-- START OF Provided passage --
Arrogance and Other Concerns with Stretching People

This post is a follow up to this morning’s post, “How to Stretch People without Breaking Them.”

Thanks to the people who added comments and inspired this post.

Arrogance:

The idea of stretching people borders on arrogance.

Discomfort gives meaning to challenge. What gives you the right to challenge people to the point of discomfort?

What makes you think you know what’s best for others? People aren’t objects. Are you a sadist?

Arrogance demands more from others than it demands of itself.

  1. Ego stands aloof.
  2. Conceit looks down its nose.
  3. Self-importance isolates itself.

Personal demands:

Humility answers arrogance.

If you’re going to lead, demand more from yourself than you expect from others.

Leaders need to grow more than anyone else.

  1. How are you stretching yourself?
  2. How are you stepping into personal disruption and discomfort?
  3. What are you learning?

No:

Stretching people is a request, not a demand.

Real relationships include the right to say, “No.”
-- END OF Provided passage --
- **Problem a**
In the records below, copy out the lines that run from the one containing "Exercise. Annotate the bride's long" through the one containing "x=502, y=531", both included, with the requests left in place. Multiply every coordinate in the answers by 1.2 and round to whole numbers, with halves rounding up. Leave the requests and their format samples unchanged.
-- START OF Listed entries --
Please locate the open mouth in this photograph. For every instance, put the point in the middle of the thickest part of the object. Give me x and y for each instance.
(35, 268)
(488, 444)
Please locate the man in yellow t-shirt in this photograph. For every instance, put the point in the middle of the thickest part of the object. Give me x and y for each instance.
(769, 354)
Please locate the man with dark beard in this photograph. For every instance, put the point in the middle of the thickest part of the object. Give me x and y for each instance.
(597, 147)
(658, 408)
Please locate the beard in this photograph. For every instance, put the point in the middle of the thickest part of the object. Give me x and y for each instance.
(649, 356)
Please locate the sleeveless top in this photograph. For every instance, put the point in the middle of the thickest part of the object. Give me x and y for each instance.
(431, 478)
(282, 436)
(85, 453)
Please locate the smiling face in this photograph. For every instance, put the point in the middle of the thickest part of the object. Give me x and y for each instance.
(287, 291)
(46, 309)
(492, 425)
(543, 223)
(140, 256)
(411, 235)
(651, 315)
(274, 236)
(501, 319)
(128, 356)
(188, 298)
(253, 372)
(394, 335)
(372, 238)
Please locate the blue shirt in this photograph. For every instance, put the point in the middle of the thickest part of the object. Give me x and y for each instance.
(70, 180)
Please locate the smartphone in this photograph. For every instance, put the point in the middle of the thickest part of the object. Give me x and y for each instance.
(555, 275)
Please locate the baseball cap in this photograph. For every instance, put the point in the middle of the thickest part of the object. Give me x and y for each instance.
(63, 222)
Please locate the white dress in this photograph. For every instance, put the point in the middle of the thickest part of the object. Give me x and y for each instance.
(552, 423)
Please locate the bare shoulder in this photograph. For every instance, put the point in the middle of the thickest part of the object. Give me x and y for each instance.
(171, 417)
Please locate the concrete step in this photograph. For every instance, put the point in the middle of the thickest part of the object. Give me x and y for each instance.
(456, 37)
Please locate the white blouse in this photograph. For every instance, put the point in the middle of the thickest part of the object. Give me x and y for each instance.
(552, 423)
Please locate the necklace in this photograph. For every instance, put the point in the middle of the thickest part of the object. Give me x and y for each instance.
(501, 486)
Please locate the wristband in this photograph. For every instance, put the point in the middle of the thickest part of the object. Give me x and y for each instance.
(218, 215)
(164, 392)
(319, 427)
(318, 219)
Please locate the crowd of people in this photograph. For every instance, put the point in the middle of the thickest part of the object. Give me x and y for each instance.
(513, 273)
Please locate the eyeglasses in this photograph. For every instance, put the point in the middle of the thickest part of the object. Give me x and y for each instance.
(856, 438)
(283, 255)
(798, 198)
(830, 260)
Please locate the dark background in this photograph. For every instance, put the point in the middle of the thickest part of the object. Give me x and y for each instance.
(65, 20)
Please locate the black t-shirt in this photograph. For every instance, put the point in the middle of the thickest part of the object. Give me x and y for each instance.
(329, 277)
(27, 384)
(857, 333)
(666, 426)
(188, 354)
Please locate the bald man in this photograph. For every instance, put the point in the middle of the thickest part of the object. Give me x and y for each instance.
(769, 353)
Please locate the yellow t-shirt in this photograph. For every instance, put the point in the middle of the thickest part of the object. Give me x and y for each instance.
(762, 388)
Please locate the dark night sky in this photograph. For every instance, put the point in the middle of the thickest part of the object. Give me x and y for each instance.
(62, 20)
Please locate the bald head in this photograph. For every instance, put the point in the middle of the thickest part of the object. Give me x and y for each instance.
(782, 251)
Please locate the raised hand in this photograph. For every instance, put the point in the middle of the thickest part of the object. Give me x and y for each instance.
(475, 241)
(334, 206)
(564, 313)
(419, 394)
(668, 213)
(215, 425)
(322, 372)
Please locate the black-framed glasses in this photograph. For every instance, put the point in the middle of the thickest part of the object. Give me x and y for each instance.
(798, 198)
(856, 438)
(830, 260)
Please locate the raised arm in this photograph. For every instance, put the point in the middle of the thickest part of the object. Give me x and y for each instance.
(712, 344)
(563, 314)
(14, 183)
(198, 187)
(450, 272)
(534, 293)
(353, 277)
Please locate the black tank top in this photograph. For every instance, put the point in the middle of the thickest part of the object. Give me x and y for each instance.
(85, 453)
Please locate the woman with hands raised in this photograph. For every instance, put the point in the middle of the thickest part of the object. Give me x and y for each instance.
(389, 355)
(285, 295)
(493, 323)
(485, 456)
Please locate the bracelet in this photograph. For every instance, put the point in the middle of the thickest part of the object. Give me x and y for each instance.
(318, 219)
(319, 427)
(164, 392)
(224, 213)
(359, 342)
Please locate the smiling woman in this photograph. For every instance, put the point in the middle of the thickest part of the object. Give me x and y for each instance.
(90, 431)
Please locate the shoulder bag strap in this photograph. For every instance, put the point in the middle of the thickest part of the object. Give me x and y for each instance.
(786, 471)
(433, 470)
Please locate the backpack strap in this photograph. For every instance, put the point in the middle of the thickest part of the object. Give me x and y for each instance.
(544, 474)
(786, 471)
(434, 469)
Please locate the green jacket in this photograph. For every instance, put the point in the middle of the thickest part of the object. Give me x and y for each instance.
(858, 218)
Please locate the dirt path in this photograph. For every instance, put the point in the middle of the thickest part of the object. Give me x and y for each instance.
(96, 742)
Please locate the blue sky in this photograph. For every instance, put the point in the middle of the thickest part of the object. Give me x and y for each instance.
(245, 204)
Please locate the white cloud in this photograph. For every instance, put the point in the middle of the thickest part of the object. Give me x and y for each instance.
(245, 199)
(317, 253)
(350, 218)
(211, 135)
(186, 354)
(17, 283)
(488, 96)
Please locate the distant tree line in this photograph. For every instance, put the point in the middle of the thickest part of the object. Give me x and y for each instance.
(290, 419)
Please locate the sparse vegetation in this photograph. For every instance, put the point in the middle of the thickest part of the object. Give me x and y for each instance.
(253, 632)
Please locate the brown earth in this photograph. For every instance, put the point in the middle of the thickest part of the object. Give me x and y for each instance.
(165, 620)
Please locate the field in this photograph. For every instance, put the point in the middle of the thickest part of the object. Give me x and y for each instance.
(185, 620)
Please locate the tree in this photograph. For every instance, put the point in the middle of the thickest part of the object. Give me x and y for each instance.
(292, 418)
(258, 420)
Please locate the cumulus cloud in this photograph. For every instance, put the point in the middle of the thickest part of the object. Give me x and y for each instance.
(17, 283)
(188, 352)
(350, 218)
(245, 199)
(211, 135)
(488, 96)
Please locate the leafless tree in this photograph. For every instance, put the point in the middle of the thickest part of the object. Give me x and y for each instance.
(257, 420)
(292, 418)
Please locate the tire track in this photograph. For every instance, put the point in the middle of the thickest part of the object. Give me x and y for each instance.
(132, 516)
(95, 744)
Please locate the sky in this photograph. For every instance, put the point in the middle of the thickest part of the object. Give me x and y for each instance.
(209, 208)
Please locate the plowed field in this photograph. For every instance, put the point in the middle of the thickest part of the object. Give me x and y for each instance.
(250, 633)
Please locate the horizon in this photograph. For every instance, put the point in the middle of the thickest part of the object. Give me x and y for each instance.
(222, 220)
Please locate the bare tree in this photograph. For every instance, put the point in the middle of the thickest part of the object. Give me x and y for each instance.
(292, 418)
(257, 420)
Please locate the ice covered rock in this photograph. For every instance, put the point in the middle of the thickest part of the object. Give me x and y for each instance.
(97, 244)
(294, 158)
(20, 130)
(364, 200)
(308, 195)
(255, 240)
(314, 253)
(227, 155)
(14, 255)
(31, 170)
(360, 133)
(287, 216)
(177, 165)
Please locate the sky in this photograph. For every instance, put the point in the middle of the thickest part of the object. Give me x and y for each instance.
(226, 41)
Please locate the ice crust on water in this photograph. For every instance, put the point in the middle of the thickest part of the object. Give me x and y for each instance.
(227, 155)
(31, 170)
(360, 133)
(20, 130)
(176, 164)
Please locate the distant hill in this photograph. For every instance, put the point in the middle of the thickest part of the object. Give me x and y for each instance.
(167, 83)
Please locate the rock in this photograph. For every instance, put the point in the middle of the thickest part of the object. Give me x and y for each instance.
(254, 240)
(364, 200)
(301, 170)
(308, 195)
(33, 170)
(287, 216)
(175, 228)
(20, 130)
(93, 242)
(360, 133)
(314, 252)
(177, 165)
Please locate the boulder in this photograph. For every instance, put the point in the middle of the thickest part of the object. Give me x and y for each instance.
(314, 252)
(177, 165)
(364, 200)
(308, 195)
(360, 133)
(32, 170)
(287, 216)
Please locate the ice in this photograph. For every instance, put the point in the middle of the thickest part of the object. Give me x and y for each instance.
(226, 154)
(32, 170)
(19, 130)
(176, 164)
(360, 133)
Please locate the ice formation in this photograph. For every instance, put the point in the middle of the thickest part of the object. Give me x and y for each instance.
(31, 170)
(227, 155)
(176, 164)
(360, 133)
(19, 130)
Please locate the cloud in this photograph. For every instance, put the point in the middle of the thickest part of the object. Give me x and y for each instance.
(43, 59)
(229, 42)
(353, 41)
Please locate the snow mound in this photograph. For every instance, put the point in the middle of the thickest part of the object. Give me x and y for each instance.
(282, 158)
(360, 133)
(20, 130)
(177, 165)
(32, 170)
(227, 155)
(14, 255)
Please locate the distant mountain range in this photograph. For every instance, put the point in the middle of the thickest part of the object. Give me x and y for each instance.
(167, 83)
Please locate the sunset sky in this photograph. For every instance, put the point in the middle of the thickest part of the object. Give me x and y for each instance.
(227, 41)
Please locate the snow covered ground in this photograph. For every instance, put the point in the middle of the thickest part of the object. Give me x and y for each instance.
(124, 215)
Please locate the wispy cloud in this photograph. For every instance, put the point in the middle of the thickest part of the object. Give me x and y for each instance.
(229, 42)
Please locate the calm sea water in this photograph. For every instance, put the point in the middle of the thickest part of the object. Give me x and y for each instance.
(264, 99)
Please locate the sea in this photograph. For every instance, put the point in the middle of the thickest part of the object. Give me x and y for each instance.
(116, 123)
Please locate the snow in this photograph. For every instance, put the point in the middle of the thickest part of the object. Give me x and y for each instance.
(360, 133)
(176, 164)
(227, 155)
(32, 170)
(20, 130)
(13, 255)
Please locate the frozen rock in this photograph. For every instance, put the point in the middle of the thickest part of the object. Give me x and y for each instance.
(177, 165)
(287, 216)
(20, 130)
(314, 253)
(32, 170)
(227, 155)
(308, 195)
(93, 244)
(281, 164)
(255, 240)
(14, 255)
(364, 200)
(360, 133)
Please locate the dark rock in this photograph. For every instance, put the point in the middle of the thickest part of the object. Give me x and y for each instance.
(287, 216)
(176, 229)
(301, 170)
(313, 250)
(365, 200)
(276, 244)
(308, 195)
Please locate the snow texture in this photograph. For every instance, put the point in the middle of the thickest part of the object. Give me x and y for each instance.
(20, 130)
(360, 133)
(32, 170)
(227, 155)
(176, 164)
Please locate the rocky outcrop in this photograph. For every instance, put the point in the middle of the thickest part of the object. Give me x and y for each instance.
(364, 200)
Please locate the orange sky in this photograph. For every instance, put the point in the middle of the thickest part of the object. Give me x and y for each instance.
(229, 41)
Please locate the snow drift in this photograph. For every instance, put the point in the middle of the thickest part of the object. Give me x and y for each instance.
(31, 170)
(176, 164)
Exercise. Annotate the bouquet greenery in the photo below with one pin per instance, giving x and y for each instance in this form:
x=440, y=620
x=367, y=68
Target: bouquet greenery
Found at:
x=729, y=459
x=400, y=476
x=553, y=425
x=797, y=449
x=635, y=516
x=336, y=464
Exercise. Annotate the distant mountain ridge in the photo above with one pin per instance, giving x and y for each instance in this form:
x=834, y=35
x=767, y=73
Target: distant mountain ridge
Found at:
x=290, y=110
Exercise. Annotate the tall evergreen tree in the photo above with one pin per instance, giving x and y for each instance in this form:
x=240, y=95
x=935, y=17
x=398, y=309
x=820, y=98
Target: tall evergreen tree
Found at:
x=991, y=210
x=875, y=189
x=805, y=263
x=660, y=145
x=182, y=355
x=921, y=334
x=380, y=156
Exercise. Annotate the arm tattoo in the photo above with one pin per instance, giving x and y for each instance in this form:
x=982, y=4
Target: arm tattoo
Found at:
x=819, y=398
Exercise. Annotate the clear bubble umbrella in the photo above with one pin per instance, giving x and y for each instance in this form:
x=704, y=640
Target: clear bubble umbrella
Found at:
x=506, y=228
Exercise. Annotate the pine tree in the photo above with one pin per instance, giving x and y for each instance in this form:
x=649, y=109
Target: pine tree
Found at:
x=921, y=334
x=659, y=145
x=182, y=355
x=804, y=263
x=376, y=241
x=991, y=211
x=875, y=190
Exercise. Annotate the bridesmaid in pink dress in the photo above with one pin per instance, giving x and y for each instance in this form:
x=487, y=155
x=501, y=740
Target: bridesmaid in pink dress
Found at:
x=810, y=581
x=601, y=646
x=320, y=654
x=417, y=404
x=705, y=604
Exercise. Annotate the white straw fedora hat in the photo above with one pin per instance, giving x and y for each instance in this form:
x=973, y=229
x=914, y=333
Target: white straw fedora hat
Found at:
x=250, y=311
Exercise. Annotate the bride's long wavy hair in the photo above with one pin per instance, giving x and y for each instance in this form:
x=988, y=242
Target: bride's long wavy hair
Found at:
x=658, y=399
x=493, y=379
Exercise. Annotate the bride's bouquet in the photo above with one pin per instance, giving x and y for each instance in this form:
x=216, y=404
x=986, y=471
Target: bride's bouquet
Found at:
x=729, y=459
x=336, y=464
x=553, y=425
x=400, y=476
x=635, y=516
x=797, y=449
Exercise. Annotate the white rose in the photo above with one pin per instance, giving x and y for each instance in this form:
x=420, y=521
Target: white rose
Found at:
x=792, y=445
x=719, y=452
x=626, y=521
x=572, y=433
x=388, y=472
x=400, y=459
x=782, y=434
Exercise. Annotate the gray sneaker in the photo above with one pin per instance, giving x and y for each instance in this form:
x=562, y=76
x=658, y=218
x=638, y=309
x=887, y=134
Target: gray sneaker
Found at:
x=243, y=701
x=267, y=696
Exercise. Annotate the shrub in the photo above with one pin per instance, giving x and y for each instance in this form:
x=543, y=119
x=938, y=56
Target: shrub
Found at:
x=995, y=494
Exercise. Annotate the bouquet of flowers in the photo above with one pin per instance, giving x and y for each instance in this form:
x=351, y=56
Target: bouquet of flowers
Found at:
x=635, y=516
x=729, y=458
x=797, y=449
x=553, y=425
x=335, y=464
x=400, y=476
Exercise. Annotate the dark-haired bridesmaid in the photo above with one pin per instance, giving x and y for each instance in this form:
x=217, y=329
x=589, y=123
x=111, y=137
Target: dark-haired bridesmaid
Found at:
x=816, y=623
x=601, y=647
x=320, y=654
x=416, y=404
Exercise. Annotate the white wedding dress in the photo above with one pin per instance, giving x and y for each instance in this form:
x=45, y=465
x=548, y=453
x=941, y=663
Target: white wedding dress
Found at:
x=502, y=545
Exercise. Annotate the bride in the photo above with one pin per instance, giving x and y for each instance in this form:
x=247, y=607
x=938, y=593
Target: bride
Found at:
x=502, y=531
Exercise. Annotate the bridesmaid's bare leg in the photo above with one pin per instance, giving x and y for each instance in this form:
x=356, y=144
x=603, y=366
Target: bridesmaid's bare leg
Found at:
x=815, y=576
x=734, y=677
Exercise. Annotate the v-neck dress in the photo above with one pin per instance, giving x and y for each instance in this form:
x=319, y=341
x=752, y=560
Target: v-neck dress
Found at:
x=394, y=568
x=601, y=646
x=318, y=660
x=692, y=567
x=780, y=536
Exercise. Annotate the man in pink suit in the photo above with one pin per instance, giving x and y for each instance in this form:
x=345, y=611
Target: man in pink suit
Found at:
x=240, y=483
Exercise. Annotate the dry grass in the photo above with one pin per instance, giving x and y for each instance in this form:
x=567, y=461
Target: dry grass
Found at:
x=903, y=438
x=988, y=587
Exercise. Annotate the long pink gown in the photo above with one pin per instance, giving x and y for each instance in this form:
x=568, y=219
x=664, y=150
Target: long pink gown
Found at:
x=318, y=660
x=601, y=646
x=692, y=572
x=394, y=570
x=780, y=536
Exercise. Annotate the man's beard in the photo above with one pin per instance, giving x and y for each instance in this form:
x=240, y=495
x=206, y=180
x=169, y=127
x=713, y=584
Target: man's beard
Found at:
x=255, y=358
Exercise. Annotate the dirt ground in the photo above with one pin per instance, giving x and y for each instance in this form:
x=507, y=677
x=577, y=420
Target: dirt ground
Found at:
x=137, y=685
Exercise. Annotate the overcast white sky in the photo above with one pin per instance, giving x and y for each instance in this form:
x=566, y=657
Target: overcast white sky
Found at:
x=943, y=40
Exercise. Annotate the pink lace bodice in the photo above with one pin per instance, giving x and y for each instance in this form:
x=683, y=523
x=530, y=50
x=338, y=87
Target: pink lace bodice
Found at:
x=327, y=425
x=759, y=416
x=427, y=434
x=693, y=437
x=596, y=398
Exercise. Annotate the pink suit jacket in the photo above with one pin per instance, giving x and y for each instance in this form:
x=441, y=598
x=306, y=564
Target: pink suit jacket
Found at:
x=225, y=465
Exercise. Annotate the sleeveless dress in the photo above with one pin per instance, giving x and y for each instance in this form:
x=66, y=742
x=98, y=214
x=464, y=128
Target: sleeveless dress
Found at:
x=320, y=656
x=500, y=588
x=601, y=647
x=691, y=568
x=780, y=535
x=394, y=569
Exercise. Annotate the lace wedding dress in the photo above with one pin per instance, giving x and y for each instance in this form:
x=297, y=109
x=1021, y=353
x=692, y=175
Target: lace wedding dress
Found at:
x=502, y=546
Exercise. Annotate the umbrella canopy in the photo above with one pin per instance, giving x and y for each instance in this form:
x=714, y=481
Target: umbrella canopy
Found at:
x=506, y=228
-- END OF Listed entries --
- **Problem b**
In the post about arrogance and stretching people, what answers arrogance?

- **Written reply a**
Exercise. Annotate the bride's long wavy hair in the photo above with one pin per instance, giving x and y for each instance in this form:
x=988, y=242
Target: bride's long wavy hair
Found at:
x=790, y=479
x=592, y=455
Exercise. Annotate the bride's bouquet in the photo above with one pin per instance, giving x and y for each instance in this form:
x=216, y=404
x=986, y=471
Target: bride's bouquet
Found at:
x=875, y=551
x=403, y=557
x=664, y=510
x=480, y=571
x=762, y=619
x=956, y=539
Exercise. Annotate the white rose in the photo above with one pin per instance, giving x and y for each instance in this form:
x=420, y=521
Target: white rose
Found at:
x=950, y=534
x=863, y=542
x=751, y=625
x=686, y=520
x=466, y=566
x=480, y=551
x=938, y=521
Exercise. Annotate the gray sneaker in the photo above with one pin per instance, giving x and y for each instance in this form:
x=562, y=76
x=658, y=218
x=638, y=309
x=887, y=134
Target: gray sneaker
Found at:
x=292, y=841
x=320, y=835
Exercise. Annotate the shrub in the photo above with one pin per instance, giving x and y for each instance in this form:
x=543, y=119
x=938, y=56
Target: shrub
Found at:
x=1194, y=593
Exercise. Annotate the bouquet of flowers in the photo above with one pin per instance, giving x and y for each instance in this form:
x=351, y=56
Target: bouquet of flowers
Found at:
x=762, y=619
x=875, y=550
x=956, y=539
x=664, y=510
x=402, y=557
x=480, y=571
Exercise. Annotate the dark-haired bridesmaid in the photo above with one pin per instance, giving x and y for each instance in this form:
x=217, y=329
x=589, y=123
x=111, y=137
Target: dark-haired bridesmaid
Found at:
x=979, y=748
x=721, y=776
x=384, y=785
x=499, y=485
Exercise. Annotate the white wedding dress in the photo above with one pin per instance, giving x and y for each instance in this form:
x=45, y=465
x=548, y=453
x=941, y=663
Target: white wedding dress
Found at:
x=602, y=654
Exercise. Annotate the bride in the photo above with one pin per instance, giving x and y for each instance in this form:
x=247, y=607
x=938, y=593
Target: bride
Found at:
x=602, y=637

- **Written reply b**
Humility answers arrogance.